The invention relates to a method for annealing pipes which are wound into coils, a plurality of coils being annealed together and purged during annealing with protective gas.
A major application of the present invention is the bright annealing of copper pipes such as those employed extensively in refrigeration engineering. They are used for transporting the refrigerant through the relevant heat exchangers. For this purpose, it is essential for the pipes to be purged during annealing with protective gas to remove any deposits from the inside of the pipe, so-called coating. Only a very small amount of residual coating is permitted as otherwise the refrigeration processes are greatly impaired.
Several coils are arranged in annealing supports stacked one on top of the other and then annealed together. Once the coils have been pushed into the furnace, the protective gas source is connected. It is generally the bottom annealing support which is connected to a protective gas line, the protective gas then being distributed to the individual coils from the bottom annealing support.
Practice has shown that the individual coils from one and the same charge exhibit different amounts of residual coating.
The object of the present invention is therefore to achieve a uniform purge flow rate of the different coils in the charge.
This object is achieved by the aforementioned inventive method, characterised in that each coil is connected to a separately controllable protective gas inlet and a separate protective gas outlet.
The invention is based on the realisation that the different purge flow rates of the individual coils hitherto determined can only be due to the fact that the individual coils receive different amounts of purging gas. As the parallel supply conditions are uniform and the flow resistances of the individual coils do not differ substantially from each other, the differences in the amount of purging gas can only be due to the fact that the unavoidable losses through leakage are different.
The invention ensures that each coil is purged separately and that any differences in losses through leakage can be balanced out. Furthermore, the contaminant content of the protective gas leaving the system can be monitored so that it is possible to supply each individual coil with an appropriately adjusted amount of protective gas. In addition, it is possible not only to control the protective gas flow rate but also the purging time and the coil temperature. It Is also possible to not only take the contaminant composition, for example carbon content, as a basis for control. Furthermore, selective adjustment to different admissible amounts of residual coating is possible within one and the same charge.
In addition, the Invention has one substantial additional advantage. According to the prior art, the contaminated protective gas was fed into the furnace, causing contamination of the furnace inside chamber and the cold coil surfaces. These disadvantages have been eliminated as the contaminated protective gas is removed directly from the coil.

## RAW RECORDS

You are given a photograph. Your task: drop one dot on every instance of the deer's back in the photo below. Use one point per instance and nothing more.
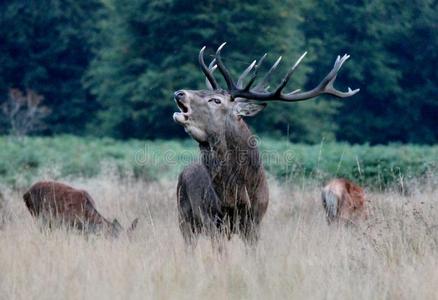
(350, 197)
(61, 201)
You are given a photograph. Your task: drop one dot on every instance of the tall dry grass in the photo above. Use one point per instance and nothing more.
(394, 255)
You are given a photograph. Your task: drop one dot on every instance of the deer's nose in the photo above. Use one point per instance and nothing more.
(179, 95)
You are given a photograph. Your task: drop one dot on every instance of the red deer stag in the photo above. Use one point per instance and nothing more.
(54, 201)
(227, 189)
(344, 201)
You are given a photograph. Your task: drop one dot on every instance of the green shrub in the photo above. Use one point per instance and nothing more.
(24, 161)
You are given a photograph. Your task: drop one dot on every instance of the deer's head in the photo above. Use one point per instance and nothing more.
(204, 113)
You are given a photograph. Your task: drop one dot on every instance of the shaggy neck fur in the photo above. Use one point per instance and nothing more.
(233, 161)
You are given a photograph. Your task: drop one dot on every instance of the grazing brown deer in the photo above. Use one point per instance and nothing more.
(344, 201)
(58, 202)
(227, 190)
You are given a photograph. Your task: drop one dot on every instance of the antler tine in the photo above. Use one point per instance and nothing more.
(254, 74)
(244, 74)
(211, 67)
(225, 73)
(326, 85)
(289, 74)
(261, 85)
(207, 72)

## PROMPT 1
List every quantity that the text on annealing pipe coils says can be controlled under the invention.
## PROMPT 2
Answer these from the text on annealing pipe coils:
(a) What are the copper pipes used for in refrigeration engineering?
(b) Which annealing support is generally connected to the protective gas line?
(c) Under the prior art, where was the contaminated protective gas fed?
## PROMPT 3
Pick up the text on annealing pipe coils after its last sentence and keep it going.

## OUTPUT 1
- Protective gas flow rate
- Purging time
- Coil temperature

## OUTPUT 2
(a) They carry the refrigerant through the heat exchangers.
(b) The bottom annealing support.
(c) Into the furnace.

## OUTPUT 3
To perform the inventive method, the coils have to be connected to the separate protective gas lines, both on the inlet and outlet sides. To perform this step with a minimum amount of work, namely in one single action, the invention creates a device to connect a plurality of coils wound from pipes to a facility for supplying and/or removing protective gas, with
a female plug assigned to the coils with a plug-in opening and a plurality of passages which can each be connected to an appertaining coil,
a male plug assigned to the facility for supplying and/or removing the protective gas, said male plug fitting into the plug-in opening of the female plug and exhibiting a plurality of passages which can each be connected to an appertaining separate protective gas line,
a plurality of pipe connection pieces which can each be moved axially in an appertaining passage of the one plug and can be inserted In an appertaining passage of the other plug to form a tight seal, and
an actuating element assigned to the male plug for moving the pipe connection pieces when the male plug is inserted In the female plug.
The female plug is mounted on one of the annealing supports, generally on the bottom annealing support, and the male plug forms the real docking station inside the furnace. The male plug and the actuating element can be controlled from outside once the coils are located In the docking station.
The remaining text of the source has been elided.